* [Provided information]
◆ ◆ ◆ ◆ ◆ ◆ ◆

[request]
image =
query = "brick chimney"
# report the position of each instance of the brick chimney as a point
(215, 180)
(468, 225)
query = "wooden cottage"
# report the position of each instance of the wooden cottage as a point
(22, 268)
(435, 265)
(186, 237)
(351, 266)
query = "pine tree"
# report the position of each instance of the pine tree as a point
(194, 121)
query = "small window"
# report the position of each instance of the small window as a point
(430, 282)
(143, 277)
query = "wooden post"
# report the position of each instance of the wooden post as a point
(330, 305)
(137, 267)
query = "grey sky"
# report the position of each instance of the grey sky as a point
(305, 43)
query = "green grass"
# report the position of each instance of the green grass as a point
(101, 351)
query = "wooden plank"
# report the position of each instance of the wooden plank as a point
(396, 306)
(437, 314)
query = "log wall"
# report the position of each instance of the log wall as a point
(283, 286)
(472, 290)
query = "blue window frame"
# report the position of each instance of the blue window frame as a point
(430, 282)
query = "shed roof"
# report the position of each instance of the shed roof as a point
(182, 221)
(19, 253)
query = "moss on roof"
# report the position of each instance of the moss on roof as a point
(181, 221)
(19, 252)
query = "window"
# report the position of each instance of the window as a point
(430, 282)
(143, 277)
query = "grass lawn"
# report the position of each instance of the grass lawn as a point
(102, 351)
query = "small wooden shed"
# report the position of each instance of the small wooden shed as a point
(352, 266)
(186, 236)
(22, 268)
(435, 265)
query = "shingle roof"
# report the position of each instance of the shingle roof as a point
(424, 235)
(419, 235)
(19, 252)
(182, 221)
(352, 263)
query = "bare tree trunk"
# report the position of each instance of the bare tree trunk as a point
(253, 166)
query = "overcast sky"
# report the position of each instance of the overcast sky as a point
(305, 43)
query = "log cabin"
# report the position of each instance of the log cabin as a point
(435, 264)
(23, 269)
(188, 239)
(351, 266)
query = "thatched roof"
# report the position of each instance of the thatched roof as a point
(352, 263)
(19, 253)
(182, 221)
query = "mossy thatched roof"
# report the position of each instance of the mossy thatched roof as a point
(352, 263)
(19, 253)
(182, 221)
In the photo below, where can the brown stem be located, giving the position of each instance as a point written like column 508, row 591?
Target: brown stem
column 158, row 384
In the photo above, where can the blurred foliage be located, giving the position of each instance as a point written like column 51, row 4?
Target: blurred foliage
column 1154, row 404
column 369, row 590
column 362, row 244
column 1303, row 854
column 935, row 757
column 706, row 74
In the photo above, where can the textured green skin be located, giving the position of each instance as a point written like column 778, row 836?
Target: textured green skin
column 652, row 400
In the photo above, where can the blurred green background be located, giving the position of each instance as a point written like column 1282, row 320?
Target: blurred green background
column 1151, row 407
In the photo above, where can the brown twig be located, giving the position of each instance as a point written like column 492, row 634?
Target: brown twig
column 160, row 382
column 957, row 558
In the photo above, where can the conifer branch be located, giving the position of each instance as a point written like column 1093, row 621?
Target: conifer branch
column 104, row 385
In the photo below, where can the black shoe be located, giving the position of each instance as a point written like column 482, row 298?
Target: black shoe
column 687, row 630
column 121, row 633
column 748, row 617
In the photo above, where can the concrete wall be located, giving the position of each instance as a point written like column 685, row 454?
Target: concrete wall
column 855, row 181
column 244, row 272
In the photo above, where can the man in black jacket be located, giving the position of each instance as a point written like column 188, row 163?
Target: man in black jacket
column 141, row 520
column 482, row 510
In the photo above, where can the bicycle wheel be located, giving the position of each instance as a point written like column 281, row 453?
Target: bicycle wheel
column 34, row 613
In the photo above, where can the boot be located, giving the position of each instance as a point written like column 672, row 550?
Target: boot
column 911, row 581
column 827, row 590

◆ ◆ ◆ ◆ ◆ ◆ ◆

* [Work item]
Take the entries above and return all of them exactly.

* [Solved problem]
[request]
image =
query = "brick chimney"
# report the position of each instance of the brick chimney as a point
(215, 180)
(468, 225)
query = "wooden cottage"
# report the position of each instance of the wooden cottage as a point
(22, 268)
(435, 265)
(186, 237)
(351, 266)
query = "pine tree"
# report the position of each instance of the pine tree as a point
(194, 121)
query = "small window"
# report the position of each instance of the small window as a point
(430, 282)
(143, 277)
query = "wooden post"
# report the position of each instance of the wooden post as a point
(330, 305)
(137, 267)
query = "grey sky"
# report the position of each instance of the grey sky as a point
(305, 43)
query = "green grass"
# report the position of each instance of the green grass as a point
(101, 351)
query = "wooden plank"
# report the position of each instance of the wooden plank as a point
(396, 306)
(437, 314)
query = "log wall"
# report the position of each instance of the log wall as a point
(283, 286)
(472, 290)
query = "blue window frame"
# report the position of each instance of the blue window frame as a point
(430, 282)
query = "shed roof"
# report the position of each instance of the shed roof as a point
(182, 221)
(19, 253)
query = "moss on roof"
# report the position of each instance of the moss on roof as a point
(181, 221)
(19, 252)
query = "window"
# report the position of each instance of the window as a point
(430, 282)
(143, 277)
query = "grass lawn"
# report the position of each instance of the grass lawn as a point
(102, 351)
query = "small wooden shed"
# report the position of each instance of the small wooden shed as a point
(352, 266)
(186, 236)
(22, 268)
(435, 265)
query = "shingle roof"
# report the position of each instance of the shingle roof as a point
(424, 235)
(419, 235)
(19, 252)
(182, 221)
(352, 263)
query = "bare tree trunk"
# report the position of each instance of the bare tree trunk as a point
(253, 166)
query = "overcast sky"
# report the position of each instance of the overcast sky as a point
(305, 43)
query = "log cabin"
# report the position of each instance of the log cabin as a point
(435, 264)
(23, 269)
(188, 239)
(351, 266)
query = "thatched roof"
# report the position of each instance of the thatched roof as a point
(352, 263)
(19, 253)
(182, 221)
query = "mossy thatched roof"
# report the position of each instance of the mossy thatched roof as a point
(352, 263)
(19, 253)
(182, 221)
In the photo below, where can the brown stem be located, giving the position of each instance as a point written like column 508, row 591?
Target: brown stem
column 158, row 384
In the photo above, where can the blurred foliage be located, giving the position of each instance as a point written like column 51, row 4?
Target: blurred foliage
column 1154, row 404
column 369, row 590
column 362, row 244
column 1303, row 854
column 935, row 757
column 706, row 74
In the photo above, where can the textured green skin be located, giving the position of each instance as a point written like column 778, row 836?
Target: textured green skin
column 652, row 400
In the photo above, where can the blurred green background be located, giving the position of each instance as a point written like column 1282, row 320?
Target: blurred green background
column 1151, row 407
In the photo above, where can the brown twig be located, giving the position of each instance as a point written like column 492, row 634?
Target: brown twig
column 160, row 382
column 957, row 558
In the photo above, where can the conifer branch be located, giving the position of each instance as a point written like column 1093, row 621?
Target: conifer branch
column 104, row 385
In the photo below, where can the black shoe be located, giving the position of each instance as a point written like column 482, row 298?
Target: black shoe
column 687, row 630
column 121, row 633
column 748, row 617
In the photo above, where can the concrete wall be located, giving the position of each instance as a point written like column 685, row 454?
Target: concrete wall
column 855, row 181
column 244, row 272
In the photo above, where can the man in black jacket be located, giving the position of each instance as a point written like column 188, row 163?
Target: man in black jacket
column 141, row 520
column 482, row 510
In the photo above, where can the bicycle wheel be located, giving the position of each instance as a point written like column 281, row 453?
Target: bicycle wheel
column 34, row 613
In the photo above, where can the boot be located, giving the position of each instance as a point written like column 672, row 550?
Target: boot
column 911, row 581
column 827, row 590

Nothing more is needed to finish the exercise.